Assignment:
Reproduce every record exactly as written.

Data for analysis:
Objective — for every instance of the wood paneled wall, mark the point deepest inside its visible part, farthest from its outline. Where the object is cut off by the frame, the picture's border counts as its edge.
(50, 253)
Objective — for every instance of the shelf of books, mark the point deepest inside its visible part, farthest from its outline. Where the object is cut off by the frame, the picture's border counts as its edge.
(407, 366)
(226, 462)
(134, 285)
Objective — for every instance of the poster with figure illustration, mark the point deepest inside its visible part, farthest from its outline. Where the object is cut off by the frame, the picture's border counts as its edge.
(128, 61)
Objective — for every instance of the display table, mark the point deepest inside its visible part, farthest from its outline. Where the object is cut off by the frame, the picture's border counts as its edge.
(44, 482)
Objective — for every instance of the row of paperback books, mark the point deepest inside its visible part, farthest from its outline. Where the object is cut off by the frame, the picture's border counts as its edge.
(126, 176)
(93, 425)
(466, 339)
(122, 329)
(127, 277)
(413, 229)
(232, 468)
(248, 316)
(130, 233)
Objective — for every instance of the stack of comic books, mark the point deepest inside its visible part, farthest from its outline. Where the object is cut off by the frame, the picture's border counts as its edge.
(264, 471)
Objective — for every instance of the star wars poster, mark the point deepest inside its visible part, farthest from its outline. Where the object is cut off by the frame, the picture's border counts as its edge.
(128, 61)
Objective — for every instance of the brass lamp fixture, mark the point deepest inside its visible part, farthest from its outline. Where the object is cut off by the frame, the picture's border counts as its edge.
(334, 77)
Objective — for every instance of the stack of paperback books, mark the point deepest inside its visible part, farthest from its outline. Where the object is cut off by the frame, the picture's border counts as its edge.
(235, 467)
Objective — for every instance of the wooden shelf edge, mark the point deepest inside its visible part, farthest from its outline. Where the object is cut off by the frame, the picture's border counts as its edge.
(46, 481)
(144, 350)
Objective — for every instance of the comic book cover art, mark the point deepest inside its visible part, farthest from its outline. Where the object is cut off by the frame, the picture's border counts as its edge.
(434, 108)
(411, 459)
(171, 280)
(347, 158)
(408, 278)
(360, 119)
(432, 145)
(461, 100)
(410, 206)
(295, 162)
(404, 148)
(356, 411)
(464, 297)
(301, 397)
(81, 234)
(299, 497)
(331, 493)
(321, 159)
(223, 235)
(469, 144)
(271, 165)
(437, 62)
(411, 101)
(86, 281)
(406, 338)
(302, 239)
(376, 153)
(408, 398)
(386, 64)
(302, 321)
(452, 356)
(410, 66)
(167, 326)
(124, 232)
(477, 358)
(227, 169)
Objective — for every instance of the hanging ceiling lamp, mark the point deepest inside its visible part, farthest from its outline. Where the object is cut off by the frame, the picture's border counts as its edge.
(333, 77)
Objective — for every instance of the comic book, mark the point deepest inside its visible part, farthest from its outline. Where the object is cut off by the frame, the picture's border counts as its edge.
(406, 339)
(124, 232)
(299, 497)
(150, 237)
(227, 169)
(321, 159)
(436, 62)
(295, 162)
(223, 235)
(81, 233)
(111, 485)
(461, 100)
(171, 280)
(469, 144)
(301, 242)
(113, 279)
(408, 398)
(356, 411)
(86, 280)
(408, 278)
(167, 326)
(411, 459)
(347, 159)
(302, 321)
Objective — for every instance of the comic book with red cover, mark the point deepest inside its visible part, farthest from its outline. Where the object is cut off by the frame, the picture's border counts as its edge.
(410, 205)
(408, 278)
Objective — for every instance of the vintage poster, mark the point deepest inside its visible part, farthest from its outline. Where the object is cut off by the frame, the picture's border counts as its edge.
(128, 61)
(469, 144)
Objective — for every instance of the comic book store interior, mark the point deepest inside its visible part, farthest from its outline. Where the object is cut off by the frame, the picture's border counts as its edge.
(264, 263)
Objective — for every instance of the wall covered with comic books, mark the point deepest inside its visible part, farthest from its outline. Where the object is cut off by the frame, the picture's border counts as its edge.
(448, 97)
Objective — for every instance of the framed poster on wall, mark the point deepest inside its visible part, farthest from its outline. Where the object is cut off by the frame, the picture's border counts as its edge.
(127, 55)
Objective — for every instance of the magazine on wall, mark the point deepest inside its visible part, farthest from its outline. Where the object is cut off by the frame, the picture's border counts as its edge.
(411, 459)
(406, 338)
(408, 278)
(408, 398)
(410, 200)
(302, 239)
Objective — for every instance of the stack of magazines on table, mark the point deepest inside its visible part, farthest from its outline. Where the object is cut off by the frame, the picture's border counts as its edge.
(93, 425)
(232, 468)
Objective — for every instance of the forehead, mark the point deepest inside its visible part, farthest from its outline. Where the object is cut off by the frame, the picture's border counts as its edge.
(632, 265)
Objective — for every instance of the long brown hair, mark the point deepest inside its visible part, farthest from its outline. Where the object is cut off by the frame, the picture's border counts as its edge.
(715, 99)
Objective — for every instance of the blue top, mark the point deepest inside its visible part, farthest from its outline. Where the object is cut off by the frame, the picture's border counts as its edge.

Expected answer:
Objective — for every instance of the wood paneled wall, mark the point deepest inside its visible part, farthest from its outline. Where the object is cut off by the frame, the picture's border counts as its edge.
(50, 253)
Objective — for every instance of the shelf of books, mark the point deepest inside its visible part, farthest from its outline. Where the object is cut off by the frame, the picture's border counts as its edge.
(407, 366)
(226, 462)
(134, 285)
Objective — for every instance of the poster with figure illustration, mark the point deepest inside its visible part, farthest from its outline. Where the object is cut off by the frame, the picture's border counts as its edge.
(128, 61)
Objective — for every instance of the display table, mark the point deepest inside its visible part, farthest from its outline. Where the object is cut off by the frame, the picture's border counts as its edge.
(44, 482)
Objective — for every instance of the row of paperback books, mark the point deepest inside its visible part, farthest from its outline. Where the object is cut off by the frame, the picture's border counts as its edge.
(126, 176)
(93, 425)
(466, 339)
(122, 329)
(127, 277)
(413, 229)
(232, 468)
(248, 316)
(130, 233)
Objective — for every instance of the stack of comic books, mark the point deepest inside its visible part, farthest from its outline. Where the object is cut off by the frame, the picture's border counts as its edge.
(264, 471)
Objective — for every instance of the star wars poster, mark the point deepest inside its visible part, farthest from its outline. Where the object is cut off by the frame, the picture's border counts as its edge.
(128, 61)
Objective — for every instance of the brass lamp fixture, mark the point deepest inside its visible part, farthest from its outline. Where the object is cut off by the frame, the picture's border counts as its edge.
(334, 77)
Objective — for every instance of the stack of paperback books, mark the point deepest inside its visible part, farthest from its outline. Where the object is cut off by the frame, the picture's border counts as its edge.
(235, 467)
Objective — for every instance of the wooden shelf edge, mark the point deepest inside its visible part, farthest from its outline. Where the object is cut off by the frame, the picture's border counts as its edge.
(46, 481)
(144, 350)
Objective — for every instance of the comic book cover art, mark the point deepest inside its visible part, farthest from its outline. Where the object is cut off by the frame, the picture's border counts as its edge.
(434, 108)
(411, 459)
(171, 280)
(347, 158)
(408, 278)
(360, 119)
(432, 145)
(461, 100)
(410, 206)
(295, 162)
(404, 148)
(356, 411)
(464, 297)
(301, 397)
(81, 234)
(299, 497)
(331, 493)
(321, 159)
(223, 235)
(469, 144)
(271, 165)
(437, 62)
(411, 101)
(86, 281)
(406, 338)
(302, 239)
(376, 153)
(408, 398)
(386, 64)
(302, 321)
(452, 356)
(410, 66)
(167, 326)
(124, 232)
(477, 358)
(227, 169)
Objective — for every instance of the hanging ceiling lamp, mark the point deepest inside its visible part, farthest from its outline. Where the object is cut off by the frame, the picture's border counts as its edge.
(333, 77)
Objective — for every instance of the comic book, mark the point deepest inside its visible part, farthest from its outline. Where the object is cut off by the frame, the picture's border counts as its edge.
(406, 339)
(124, 232)
(299, 497)
(150, 237)
(227, 169)
(321, 159)
(436, 62)
(295, 162)
(223, 235)
(81, 233)
(111, 485)
(461, 100)
(171, 280)
(469, 144)
(301, 242)
(113, 279)
(408, 398)
(356, 411)
(86, 280)
(408, 278)
(167, 326)
(411, 459)
(347, 159)
(302, 321)
Objective — for every instance of the comic book with red cover, mark the point deepest inside its visible part, farthest from its outline. Where the object is cut off by the frame, the picture's border counts as its edge.
(410, 205)
(408, 278)
Objective — for every instance of the vintage poster, mark the point deepest inside its visible part, farthest from its outline. Where the object is cut off by the frame, the picture's border counts as its edge.
(128, 61)
(469, 144)
Objective — for every instance of the comic book store interior, mark the point deepest inside its visible part, farthest from its outline. Where the object is cut off by the frame, the picture's border counts as its edge.
(264, 263)
Objective — for every instance of the wall covered with comic books, mark the point deepest inside its visible part, farthest from its outline. Where the object is cut off by the frame, the picture's border counts as its edge.
(448, 97)
Objective — for every instance of the framed poster on wall, mark the point deepest inside its visible part, farthest from its outline. Where the object is cut off by the frame, the picture's border counts as its edge.
(127, 55)
Objective — for every instance of the magazine on wall, mark the point deepest inside its visible part, farthest from its outline. Where the object is cut off by the frame, the picture's border counts as its edge.
(411, 459)
(406, 338)
(408, 278)
(408, 398)
(410, 200)
(302, 239)
Objective — for every instance of the stack of magazines on table, mark the point deepest inside its visible part, farthest from its outline. Where the object is cut off by the frame, the picture's border counts as its edge.
(93, 425)
(232, 468)
Objective — for every instance of the forehead, mark the point deepest inside its visible part, farthest from its outline. Where the object is cut off by the frame, the picture's border counts as its edge.
(632, 265)
Objective — for every instance of the long brown hair, mark the point deepest inside its visible part, farthest from its outline. Where the object is cut off by the frame, the picture's border counts as its edge.
(715, 99)
Objective — for every instance of the blue top, mark the point deepest inside its visible part, farthest from its outline. Where the object is cut off by the frame, the picture's border counts as its edge.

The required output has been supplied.